[Dataset entries]

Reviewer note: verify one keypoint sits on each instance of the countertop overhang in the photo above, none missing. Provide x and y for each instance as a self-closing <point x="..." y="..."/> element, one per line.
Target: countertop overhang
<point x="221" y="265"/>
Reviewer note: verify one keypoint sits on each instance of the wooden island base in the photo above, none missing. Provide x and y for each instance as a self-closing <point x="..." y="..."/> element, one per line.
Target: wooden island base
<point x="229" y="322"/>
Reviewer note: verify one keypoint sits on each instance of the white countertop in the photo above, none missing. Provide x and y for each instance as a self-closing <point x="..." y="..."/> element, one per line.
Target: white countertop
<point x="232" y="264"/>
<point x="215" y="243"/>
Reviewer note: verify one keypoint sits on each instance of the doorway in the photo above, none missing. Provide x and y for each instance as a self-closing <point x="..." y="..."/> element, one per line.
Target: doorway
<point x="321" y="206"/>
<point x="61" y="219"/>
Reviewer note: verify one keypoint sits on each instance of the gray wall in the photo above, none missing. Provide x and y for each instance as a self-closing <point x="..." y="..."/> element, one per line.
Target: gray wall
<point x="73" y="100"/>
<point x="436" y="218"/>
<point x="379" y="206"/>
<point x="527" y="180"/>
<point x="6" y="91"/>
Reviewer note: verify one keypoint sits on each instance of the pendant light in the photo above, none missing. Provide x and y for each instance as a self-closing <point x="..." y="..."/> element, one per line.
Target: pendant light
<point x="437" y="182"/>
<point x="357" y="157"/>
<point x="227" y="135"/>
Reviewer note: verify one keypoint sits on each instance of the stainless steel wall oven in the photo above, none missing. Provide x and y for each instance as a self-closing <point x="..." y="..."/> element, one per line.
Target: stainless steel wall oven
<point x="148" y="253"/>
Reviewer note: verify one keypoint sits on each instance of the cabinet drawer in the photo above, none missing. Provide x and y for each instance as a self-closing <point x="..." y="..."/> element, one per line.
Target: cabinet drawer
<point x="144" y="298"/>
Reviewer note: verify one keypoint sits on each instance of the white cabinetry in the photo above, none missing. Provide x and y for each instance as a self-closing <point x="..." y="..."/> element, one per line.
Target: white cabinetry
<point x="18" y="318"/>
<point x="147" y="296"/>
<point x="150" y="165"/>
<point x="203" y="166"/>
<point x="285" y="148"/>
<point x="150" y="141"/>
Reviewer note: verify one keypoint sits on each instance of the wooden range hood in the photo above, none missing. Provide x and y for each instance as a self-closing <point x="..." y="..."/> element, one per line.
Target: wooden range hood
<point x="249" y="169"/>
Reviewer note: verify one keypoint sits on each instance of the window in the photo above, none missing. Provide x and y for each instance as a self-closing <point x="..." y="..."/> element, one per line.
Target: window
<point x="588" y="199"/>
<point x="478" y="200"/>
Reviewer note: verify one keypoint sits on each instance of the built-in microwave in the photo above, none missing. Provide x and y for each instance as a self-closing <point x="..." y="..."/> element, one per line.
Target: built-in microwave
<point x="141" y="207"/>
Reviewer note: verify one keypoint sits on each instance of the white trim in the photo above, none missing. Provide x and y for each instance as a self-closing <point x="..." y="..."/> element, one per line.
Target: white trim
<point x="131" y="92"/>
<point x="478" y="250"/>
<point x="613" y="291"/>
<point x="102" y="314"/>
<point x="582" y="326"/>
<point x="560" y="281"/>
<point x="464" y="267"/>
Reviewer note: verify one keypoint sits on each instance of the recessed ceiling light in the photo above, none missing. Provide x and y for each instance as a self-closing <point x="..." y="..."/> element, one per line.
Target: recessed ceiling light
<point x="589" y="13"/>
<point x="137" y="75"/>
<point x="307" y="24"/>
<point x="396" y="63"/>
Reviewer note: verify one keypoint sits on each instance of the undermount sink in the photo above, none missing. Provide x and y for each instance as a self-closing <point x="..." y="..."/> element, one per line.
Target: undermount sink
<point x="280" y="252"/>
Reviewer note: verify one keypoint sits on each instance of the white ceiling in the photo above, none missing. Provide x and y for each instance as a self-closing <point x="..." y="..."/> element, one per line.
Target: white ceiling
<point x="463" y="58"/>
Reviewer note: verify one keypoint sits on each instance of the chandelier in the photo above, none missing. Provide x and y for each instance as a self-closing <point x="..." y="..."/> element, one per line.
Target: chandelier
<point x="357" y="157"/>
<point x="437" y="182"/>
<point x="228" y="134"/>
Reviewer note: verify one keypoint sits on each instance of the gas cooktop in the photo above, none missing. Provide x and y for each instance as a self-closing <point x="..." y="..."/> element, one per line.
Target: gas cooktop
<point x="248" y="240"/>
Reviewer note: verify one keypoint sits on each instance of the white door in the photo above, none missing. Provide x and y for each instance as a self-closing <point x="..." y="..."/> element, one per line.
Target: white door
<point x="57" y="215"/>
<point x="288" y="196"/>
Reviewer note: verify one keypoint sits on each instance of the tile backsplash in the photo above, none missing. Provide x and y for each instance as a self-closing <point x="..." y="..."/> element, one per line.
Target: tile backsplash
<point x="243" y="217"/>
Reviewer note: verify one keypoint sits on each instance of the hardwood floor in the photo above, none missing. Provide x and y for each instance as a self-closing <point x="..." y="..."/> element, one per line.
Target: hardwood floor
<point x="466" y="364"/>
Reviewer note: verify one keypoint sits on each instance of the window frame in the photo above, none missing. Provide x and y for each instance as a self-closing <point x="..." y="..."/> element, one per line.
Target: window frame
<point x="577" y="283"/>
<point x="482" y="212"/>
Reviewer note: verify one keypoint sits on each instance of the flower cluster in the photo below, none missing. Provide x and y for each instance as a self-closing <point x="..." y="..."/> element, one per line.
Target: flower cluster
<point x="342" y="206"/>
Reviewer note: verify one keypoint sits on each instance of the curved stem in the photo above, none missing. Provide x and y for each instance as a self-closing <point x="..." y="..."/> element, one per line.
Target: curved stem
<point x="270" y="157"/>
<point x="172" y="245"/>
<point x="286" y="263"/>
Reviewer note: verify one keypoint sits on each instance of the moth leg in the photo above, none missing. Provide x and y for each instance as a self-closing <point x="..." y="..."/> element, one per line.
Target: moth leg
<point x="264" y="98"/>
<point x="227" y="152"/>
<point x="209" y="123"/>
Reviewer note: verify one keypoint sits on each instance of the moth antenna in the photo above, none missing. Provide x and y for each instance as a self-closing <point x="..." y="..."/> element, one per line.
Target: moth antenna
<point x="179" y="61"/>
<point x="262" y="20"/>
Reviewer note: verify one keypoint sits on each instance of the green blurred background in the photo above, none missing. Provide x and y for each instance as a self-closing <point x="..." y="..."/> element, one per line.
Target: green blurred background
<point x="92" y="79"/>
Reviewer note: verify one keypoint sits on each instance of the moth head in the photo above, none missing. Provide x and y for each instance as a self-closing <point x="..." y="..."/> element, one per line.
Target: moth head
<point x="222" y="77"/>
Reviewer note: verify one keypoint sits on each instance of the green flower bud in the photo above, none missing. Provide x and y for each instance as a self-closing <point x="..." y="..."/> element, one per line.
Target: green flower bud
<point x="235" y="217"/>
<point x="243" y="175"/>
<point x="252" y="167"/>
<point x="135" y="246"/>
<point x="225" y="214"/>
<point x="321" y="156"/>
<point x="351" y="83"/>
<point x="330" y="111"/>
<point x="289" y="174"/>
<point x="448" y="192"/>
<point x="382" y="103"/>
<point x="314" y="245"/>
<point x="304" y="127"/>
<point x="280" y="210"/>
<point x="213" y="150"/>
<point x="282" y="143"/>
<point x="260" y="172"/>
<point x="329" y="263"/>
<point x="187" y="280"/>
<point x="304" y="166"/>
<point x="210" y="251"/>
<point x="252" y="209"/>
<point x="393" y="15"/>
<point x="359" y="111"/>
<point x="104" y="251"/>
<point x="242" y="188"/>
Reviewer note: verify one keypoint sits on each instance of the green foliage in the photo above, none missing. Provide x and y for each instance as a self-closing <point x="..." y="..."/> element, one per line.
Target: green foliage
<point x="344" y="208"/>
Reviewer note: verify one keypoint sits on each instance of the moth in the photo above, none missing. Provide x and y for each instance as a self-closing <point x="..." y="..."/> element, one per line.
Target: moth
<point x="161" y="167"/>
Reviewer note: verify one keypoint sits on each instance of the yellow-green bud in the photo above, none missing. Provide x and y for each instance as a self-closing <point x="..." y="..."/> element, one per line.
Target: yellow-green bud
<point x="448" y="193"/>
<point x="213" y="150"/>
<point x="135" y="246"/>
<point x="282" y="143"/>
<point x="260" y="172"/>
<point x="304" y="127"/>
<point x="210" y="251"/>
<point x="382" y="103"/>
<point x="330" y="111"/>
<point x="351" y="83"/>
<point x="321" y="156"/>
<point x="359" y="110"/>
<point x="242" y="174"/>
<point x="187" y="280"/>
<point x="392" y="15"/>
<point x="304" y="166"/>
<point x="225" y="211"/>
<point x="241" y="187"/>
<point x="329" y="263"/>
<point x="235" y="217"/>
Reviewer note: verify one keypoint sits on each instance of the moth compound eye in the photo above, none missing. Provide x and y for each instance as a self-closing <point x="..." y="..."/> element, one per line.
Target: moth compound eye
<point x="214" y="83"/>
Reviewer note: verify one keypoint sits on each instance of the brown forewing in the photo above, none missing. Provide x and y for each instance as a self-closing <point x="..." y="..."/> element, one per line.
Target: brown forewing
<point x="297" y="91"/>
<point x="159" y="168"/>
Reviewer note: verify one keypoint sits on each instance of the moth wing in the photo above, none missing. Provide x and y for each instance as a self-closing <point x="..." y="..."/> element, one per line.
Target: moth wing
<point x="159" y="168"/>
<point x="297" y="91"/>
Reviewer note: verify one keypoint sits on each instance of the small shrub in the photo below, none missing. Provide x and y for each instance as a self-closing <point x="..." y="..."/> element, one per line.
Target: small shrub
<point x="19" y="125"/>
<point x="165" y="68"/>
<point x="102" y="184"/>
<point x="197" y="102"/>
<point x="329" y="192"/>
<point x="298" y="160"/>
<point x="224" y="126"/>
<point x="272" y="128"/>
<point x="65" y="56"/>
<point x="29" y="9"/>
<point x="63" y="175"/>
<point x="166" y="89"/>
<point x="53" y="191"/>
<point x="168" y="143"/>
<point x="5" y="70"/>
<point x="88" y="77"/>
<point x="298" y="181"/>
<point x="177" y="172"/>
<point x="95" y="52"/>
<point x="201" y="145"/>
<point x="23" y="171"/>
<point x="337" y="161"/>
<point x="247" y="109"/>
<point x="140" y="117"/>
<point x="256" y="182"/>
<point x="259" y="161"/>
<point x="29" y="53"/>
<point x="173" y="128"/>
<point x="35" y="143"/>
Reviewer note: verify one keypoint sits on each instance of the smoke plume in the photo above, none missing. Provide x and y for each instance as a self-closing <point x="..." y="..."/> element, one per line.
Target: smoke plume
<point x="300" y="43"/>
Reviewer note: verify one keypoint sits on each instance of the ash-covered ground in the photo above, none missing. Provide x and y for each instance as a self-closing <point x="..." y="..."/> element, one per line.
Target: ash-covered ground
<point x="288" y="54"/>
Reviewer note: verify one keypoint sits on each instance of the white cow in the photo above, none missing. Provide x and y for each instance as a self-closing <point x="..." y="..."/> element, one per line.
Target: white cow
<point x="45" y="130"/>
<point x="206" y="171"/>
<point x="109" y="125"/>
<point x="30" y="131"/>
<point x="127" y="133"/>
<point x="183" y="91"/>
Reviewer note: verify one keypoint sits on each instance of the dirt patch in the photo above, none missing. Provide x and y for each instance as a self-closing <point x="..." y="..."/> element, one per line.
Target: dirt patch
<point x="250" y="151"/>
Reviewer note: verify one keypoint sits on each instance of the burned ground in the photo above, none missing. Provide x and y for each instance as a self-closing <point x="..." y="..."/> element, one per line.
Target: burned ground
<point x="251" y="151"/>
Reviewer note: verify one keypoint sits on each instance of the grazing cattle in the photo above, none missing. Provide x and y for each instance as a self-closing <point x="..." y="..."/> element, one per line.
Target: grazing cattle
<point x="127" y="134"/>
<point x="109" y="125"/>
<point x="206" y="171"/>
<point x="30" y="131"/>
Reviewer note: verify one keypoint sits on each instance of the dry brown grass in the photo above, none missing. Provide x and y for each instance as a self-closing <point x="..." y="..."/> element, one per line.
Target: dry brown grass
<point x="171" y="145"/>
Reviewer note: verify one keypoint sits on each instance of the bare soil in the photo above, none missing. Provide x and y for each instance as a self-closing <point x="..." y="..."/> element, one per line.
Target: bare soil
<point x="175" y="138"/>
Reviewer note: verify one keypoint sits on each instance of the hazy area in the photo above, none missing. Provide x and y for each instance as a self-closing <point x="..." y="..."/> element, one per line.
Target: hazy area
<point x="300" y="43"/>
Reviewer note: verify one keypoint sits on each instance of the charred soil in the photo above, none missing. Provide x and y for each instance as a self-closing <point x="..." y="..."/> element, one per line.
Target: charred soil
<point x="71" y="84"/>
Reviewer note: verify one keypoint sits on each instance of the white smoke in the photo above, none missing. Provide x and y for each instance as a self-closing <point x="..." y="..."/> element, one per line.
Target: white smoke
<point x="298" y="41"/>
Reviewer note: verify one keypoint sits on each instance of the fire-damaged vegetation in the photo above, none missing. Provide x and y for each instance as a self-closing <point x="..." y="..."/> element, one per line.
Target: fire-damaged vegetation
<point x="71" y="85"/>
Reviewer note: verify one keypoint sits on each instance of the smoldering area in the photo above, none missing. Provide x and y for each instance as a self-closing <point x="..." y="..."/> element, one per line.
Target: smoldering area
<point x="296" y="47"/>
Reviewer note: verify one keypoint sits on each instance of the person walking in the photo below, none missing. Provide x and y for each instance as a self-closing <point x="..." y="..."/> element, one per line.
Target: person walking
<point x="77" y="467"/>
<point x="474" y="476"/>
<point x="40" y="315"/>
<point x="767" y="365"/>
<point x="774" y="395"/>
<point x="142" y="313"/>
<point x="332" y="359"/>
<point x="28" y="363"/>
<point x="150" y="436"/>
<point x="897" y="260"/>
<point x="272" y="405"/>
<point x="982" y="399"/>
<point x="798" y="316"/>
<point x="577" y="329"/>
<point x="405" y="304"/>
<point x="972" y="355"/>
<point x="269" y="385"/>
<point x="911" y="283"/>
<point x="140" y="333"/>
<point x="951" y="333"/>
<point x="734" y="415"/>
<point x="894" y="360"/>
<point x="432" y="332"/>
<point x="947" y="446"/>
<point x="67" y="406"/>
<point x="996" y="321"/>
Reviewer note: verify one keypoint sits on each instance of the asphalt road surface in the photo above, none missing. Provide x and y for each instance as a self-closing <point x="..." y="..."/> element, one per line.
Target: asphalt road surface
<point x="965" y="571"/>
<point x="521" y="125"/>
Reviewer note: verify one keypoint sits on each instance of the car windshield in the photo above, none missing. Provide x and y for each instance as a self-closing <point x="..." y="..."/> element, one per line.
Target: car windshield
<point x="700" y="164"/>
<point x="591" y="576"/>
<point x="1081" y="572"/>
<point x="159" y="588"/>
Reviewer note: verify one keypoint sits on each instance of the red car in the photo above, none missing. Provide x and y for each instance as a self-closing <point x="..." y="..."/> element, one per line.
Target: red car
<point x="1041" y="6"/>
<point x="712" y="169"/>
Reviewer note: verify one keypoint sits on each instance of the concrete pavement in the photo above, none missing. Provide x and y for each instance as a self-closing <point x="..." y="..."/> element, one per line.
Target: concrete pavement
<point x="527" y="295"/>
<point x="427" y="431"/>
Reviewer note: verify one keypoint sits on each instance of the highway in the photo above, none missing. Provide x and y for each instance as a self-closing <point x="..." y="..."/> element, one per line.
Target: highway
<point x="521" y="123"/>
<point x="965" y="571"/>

● **Exercise description**: A single number is the answer: how many lines of the entries above contain "below"?

● **Exercise solution**: 3